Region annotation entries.
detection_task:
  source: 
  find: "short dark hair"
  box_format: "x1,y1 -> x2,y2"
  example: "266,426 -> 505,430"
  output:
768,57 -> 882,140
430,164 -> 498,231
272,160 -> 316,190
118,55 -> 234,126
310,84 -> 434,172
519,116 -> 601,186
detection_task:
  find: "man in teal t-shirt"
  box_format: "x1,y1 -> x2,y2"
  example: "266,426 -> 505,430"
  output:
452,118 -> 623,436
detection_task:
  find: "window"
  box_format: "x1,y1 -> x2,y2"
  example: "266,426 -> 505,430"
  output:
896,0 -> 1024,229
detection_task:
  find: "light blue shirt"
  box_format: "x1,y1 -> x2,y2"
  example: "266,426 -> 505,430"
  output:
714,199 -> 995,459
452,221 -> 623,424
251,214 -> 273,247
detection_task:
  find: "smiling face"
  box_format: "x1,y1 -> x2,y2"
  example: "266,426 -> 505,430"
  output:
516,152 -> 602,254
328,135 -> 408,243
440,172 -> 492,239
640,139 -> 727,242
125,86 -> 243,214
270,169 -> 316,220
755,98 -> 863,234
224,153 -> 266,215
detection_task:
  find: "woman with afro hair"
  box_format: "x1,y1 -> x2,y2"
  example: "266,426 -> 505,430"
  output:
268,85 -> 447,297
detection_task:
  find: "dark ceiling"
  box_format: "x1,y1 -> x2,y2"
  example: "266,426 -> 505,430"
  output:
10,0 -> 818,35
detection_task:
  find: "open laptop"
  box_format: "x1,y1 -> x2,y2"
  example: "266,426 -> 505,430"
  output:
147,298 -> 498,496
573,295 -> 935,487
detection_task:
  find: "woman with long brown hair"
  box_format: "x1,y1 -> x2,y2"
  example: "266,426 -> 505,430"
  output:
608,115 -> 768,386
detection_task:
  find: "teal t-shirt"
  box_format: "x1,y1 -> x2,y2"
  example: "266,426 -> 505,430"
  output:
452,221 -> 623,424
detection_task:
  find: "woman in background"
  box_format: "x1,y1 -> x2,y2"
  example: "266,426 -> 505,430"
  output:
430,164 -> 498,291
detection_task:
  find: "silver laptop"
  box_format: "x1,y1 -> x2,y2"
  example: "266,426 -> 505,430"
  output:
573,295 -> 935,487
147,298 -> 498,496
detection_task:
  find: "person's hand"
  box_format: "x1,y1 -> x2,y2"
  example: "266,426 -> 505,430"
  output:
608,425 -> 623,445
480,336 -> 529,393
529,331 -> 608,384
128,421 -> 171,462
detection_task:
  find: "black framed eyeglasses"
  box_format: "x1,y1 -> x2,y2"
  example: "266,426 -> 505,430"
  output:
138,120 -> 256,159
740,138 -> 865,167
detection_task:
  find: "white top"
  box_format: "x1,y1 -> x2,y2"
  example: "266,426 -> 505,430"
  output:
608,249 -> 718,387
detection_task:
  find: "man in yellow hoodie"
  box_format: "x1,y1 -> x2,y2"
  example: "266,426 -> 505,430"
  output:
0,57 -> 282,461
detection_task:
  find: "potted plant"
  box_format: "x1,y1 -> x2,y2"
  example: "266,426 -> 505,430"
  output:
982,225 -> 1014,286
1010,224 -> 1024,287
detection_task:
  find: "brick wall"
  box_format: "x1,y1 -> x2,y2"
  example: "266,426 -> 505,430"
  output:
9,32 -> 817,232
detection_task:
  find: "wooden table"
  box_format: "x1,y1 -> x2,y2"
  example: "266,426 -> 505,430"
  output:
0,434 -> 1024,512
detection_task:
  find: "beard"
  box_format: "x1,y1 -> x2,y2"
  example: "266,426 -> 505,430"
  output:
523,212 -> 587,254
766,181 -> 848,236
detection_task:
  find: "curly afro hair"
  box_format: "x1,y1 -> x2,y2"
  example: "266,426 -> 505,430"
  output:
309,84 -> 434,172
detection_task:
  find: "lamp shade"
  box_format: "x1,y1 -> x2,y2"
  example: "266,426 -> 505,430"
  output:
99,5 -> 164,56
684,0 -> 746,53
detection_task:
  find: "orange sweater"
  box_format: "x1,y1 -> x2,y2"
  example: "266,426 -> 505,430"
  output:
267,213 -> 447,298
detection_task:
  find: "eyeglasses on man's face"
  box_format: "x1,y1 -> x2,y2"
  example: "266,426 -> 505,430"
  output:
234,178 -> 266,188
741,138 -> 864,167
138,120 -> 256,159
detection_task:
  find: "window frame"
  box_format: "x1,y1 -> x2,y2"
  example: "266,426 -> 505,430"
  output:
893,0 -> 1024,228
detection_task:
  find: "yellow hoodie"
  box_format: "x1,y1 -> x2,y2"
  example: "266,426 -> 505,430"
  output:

Your objective.
Please find every line in the data above that contains the string "teal", and copy each of those lines in full. Case counts when matching.

Response below.
  find: "man in teal t-shirt"
  find: "teal t-shirt"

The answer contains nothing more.